==== GEËXTRAHEERDE TEKST

Verslag vergadering Commissie voor Economie, Werk, Sociale Economie, Innovatie en Wetenschapsbeleid
Verslag
De heer De Gucht heeft het woord.
Voorzitter, minister, geachte leden, de wet betreffende de economische expansie van 1970 werd opgesteld met als doelstelling het stimuleren van economische activiteit in een bepaalde regio. Ze stelde gemeente- en stadsbesturen in staat om tegen een goedkope prijs gronden te verkopen aan bedrijven, om zo economische bedrijvigheid te stimuleren en werkgelegenheid te creëren. De wet voorzag tegelijk voor de besturen in een stok achter de deur door hun de optie van het terugkooprecht te schenken. Die stelt het bestuur in staat grond en de gebouwen erop terug te kopen wanneer een bedrijf er niet in slaagt aan de beloofde voorwaarden te voldoen. Daardoor kan de gemeente erop toezien dat de economische dynamiek in de regio gewaarborgd blijft.
Een van de mankementen in deze wetgeving was echter dat het terugkooprecht was gebaseerd op de geïndexeerde oorspronkelijke terugkoopprijs. Dat is een euvel dat het decreet Ruimtelijke Economie van 2012 heeft verholpen. Dat was dus de vorige meerderheid. Sindsdien gebeurt de waardering aan de hand van de indexatie van de laatste en niet de initiële verkoopprijs, plus – en dat is ook heel belangrijk – de marktwaarde van de gebouwen. Op die manier wordt een marktconforme prijs gegarandeerd.

========
==== GEËXTRAHEERDE RIJEN

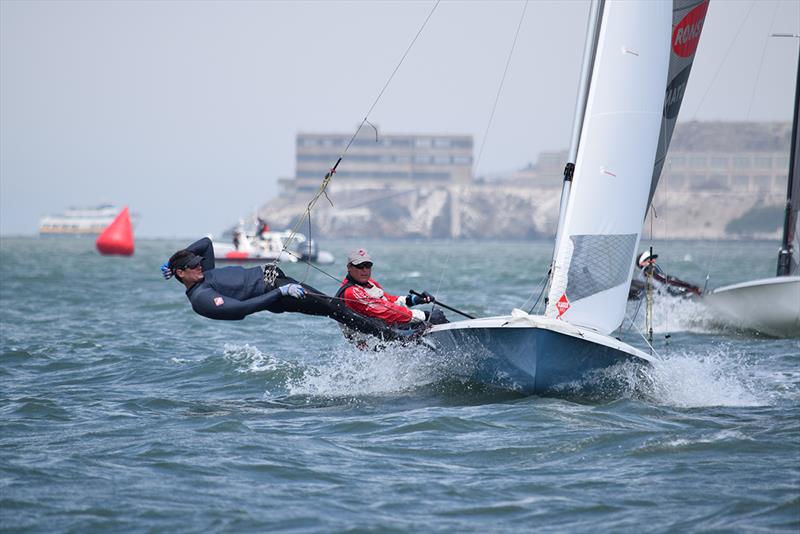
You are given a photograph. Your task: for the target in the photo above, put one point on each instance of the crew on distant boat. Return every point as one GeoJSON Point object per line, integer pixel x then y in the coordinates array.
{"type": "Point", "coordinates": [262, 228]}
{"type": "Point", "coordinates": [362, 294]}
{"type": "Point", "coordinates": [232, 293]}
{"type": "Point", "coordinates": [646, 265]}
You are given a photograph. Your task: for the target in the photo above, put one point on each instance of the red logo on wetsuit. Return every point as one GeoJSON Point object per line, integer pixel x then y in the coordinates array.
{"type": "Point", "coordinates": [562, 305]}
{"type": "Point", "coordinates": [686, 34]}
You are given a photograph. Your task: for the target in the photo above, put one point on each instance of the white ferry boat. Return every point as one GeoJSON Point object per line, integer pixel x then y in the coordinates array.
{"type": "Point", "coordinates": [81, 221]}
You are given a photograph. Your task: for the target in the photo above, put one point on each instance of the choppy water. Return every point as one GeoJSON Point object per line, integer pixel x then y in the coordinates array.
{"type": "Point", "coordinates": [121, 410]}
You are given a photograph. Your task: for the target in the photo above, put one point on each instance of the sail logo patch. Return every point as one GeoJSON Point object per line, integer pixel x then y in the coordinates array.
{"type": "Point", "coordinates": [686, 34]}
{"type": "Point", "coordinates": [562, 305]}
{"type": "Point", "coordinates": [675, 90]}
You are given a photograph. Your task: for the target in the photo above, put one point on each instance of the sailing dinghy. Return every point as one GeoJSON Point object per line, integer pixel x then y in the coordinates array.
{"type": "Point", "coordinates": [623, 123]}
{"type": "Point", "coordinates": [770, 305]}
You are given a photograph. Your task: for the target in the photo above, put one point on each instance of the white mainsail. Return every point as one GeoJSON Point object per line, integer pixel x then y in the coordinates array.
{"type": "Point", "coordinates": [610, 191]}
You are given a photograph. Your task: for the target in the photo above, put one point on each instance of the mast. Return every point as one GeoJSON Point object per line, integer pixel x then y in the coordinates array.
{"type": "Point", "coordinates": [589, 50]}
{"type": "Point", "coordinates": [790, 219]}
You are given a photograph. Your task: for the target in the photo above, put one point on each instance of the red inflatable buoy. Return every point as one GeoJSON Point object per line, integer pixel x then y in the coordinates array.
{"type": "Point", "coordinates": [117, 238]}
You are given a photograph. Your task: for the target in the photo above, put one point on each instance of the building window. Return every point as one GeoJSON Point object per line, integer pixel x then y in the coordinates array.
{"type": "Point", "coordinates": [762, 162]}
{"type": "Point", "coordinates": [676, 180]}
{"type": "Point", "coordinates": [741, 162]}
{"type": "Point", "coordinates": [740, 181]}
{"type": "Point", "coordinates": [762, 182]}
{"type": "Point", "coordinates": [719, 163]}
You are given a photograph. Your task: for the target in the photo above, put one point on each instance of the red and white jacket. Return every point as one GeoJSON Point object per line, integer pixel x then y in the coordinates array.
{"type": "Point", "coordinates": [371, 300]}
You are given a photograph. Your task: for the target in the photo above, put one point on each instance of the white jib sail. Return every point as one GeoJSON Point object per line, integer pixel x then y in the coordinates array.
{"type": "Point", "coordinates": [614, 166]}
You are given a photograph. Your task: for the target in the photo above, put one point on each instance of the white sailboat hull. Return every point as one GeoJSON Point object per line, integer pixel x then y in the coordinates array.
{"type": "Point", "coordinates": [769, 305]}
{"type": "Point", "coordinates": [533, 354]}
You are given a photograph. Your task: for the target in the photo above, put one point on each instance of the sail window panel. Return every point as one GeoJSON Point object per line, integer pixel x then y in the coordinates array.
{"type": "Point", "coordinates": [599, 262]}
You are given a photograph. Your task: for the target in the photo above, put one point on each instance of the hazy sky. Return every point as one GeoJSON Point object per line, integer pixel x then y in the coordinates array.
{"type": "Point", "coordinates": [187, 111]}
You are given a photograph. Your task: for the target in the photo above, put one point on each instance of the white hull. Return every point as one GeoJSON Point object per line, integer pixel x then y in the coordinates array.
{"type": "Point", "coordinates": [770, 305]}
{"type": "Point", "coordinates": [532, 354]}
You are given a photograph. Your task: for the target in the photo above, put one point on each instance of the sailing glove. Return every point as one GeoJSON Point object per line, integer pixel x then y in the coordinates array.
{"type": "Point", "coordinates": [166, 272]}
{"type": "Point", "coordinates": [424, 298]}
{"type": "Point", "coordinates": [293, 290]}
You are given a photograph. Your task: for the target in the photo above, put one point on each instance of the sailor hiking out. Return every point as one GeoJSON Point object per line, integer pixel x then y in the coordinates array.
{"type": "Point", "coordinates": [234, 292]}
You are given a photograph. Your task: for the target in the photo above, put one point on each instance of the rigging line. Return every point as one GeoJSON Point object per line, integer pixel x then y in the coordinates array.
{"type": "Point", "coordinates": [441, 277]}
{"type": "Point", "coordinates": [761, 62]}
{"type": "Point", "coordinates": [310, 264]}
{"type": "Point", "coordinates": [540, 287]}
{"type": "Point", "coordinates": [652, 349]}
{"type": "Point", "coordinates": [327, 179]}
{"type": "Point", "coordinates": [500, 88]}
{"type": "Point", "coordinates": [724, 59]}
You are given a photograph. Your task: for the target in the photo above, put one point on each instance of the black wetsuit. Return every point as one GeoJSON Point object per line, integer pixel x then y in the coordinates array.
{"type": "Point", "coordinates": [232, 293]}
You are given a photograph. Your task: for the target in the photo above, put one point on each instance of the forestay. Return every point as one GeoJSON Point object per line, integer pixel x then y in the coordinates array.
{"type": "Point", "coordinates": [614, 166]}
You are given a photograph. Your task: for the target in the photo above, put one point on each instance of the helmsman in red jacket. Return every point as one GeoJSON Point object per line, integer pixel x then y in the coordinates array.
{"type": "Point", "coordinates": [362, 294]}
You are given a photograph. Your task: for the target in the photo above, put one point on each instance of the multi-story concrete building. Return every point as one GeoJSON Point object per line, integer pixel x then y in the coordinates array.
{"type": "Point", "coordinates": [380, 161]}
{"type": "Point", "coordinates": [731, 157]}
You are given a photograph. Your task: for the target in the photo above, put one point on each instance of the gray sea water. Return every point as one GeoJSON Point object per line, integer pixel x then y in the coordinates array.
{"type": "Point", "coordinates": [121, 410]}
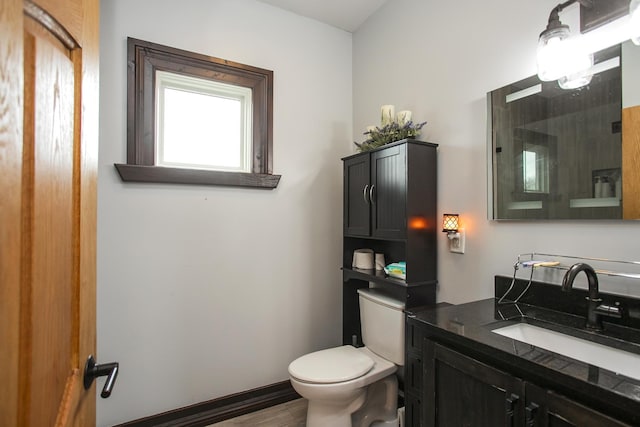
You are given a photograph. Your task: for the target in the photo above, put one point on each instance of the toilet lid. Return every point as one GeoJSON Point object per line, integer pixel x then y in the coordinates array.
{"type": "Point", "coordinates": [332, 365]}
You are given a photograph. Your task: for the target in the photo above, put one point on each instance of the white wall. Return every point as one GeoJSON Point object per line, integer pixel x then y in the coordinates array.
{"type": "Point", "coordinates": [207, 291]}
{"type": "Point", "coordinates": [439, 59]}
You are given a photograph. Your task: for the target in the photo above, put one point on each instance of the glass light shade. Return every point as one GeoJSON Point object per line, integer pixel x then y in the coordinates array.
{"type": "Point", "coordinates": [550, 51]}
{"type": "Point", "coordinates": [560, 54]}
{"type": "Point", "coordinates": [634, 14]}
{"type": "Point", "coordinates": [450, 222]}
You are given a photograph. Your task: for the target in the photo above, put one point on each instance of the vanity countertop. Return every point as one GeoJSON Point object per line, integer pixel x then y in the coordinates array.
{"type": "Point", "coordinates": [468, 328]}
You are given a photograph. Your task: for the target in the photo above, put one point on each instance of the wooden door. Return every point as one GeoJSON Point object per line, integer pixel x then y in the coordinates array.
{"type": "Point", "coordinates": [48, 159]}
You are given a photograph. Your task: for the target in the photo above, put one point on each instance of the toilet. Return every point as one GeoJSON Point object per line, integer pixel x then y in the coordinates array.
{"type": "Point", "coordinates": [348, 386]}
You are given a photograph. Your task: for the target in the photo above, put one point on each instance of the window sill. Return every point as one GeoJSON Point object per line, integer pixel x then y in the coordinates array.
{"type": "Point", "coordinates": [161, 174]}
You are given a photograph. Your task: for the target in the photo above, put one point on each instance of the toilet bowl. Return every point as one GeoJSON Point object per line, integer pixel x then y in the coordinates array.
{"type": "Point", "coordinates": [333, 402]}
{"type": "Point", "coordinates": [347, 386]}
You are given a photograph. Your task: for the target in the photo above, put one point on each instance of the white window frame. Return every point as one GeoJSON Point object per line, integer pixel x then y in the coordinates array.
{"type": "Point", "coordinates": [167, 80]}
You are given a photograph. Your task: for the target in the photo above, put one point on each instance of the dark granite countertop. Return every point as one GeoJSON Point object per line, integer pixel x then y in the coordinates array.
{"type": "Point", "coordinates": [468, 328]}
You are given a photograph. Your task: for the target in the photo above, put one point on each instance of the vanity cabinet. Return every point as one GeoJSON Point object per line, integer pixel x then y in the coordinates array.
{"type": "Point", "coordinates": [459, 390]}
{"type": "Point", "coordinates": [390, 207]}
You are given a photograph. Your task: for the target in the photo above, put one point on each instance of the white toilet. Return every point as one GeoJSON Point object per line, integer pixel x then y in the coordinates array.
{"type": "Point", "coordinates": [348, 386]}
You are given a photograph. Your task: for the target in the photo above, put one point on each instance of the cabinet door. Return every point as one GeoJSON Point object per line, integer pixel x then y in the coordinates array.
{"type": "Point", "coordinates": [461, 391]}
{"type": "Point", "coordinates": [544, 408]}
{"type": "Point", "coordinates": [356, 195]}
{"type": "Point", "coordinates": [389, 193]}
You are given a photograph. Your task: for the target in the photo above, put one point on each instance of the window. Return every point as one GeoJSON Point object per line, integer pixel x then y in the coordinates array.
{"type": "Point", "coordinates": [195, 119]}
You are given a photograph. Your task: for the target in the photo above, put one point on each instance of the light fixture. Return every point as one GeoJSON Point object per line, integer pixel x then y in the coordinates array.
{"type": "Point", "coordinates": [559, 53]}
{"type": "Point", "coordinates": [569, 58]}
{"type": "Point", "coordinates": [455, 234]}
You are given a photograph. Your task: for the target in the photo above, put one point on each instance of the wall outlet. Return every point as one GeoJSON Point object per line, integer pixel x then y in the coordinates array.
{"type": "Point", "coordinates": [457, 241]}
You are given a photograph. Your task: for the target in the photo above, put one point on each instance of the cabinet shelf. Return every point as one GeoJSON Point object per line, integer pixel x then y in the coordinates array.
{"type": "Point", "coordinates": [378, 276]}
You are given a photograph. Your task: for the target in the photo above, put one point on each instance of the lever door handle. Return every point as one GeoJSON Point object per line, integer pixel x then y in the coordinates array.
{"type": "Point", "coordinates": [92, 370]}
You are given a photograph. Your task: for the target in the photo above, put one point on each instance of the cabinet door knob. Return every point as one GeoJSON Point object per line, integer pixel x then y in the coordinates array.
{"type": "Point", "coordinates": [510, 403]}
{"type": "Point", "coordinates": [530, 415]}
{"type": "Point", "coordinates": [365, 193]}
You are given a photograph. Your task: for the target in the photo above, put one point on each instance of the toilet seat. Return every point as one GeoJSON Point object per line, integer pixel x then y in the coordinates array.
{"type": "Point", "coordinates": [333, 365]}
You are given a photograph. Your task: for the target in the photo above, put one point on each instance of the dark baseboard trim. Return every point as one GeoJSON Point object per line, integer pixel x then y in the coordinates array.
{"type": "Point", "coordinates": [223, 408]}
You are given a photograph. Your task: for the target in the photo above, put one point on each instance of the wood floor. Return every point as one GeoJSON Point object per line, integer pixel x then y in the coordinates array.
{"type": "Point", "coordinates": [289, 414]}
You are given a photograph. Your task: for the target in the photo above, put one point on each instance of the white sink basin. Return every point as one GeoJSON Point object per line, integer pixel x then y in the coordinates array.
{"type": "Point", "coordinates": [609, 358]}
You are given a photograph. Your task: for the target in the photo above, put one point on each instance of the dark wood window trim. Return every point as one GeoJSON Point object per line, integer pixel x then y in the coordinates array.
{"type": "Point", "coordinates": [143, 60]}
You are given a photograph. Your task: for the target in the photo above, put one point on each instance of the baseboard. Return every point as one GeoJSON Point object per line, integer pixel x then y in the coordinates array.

========

## OPDRACHTEN
[A] Beantwoord de volgende vragen over het verslag:
(i) Uit welk jaar stamt de wet betreffende de economische expansie?
(ii) Welke optie gaf die wet de besturen als stok achter de deur?
(iii) Welk decreet van 2012 heeft het euvel van de terugkoopprijs verholpen?
[B] Schrijf uit het verslag alles over, van "Voorzitter, minister, geachte" tot en met "regio gewaarborgd blijft.".

## ANTWOORDEN PER OPDRACHT
[A]
(i) 1970
(ii) Het terugkooprecht
(iii) Het decreet Ruimtelijke Economie

[B]
Voorzitter, minister, geachte leden, de wet betreffende de economische expansie van 1970 werd opgesteld met als doelstelling het stimuleren van economische activiteit in een bepaalde regio. Ze stelde gemeente- en stadsbesturen in staat om tegen een goedkope prijs gronden te verkopen aan bedrijven, om zo economische bedrijvigheid te stimuleren en werkgelegenheid te creëren. De wet voorzag tegelijk voor de besturen in een stok achter de deur door hun de optie van het terugkooprecht te schenken. Die stelt het bestuur in staat grond en de gebouwen erop terug te kopen wanneer een bedrijf er niet in slaagt aan de beloofde voorwaarden te voldoen. Daardoor kan de gemeente erop toezien dat de economische dynamiek in de regio gewaarborgd blijft.